= GIVEN INSTRUCTION =
Extract each line of the data below that contains the string "jersey". The match is case-sensitive.

** BEGIN PROVIDED RECORDS **

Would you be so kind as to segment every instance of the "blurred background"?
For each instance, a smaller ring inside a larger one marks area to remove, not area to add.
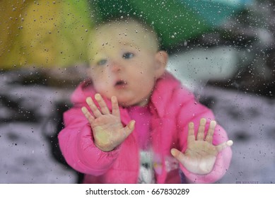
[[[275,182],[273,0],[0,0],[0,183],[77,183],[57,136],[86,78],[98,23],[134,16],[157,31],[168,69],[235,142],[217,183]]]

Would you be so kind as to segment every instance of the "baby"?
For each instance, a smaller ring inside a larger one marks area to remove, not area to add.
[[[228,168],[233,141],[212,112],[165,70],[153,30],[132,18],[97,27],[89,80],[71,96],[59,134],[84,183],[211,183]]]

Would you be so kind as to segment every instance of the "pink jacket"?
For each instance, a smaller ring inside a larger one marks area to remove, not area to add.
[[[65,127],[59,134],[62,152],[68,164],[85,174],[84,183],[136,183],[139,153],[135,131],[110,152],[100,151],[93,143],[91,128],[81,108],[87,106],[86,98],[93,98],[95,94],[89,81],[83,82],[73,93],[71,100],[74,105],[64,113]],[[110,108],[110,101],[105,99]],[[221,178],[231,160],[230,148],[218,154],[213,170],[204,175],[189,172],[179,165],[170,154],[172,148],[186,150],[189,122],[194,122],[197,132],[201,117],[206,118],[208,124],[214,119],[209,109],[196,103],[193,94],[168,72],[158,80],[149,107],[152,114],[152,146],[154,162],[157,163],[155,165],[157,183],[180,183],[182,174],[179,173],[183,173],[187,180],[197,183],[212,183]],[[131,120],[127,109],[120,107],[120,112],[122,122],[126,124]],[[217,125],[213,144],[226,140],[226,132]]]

** END PROVIDED RECORDS **
** BEGIN PROVIDED RECORDS **

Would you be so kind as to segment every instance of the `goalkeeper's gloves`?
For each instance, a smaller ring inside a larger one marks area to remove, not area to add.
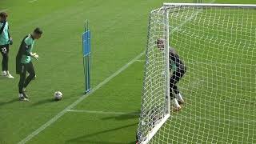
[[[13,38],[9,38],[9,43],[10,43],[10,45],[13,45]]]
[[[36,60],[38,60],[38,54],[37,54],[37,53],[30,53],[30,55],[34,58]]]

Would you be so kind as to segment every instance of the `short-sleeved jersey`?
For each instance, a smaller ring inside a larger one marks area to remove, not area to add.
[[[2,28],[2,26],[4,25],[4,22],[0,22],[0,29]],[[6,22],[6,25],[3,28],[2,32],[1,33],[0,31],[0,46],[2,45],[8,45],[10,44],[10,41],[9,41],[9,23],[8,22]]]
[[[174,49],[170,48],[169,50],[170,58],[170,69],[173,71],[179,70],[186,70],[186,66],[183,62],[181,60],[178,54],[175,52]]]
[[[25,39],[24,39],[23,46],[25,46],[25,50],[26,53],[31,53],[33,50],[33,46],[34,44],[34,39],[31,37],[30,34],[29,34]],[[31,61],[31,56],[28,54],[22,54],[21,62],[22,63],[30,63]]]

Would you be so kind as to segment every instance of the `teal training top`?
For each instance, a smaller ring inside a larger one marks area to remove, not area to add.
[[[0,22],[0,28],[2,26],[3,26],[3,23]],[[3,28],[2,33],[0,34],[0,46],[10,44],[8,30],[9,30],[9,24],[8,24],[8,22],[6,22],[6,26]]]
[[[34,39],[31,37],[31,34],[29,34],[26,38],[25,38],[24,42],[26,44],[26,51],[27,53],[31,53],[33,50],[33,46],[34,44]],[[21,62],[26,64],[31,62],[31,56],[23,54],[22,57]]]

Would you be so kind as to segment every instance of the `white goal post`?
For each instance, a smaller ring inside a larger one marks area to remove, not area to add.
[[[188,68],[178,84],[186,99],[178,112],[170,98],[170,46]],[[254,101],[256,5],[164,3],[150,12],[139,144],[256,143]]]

** END PROVIDED RECORDS **

= FINISHED EXERCISE =
Would you be so kind as to segment every instance of the `short-sleeved jersey`?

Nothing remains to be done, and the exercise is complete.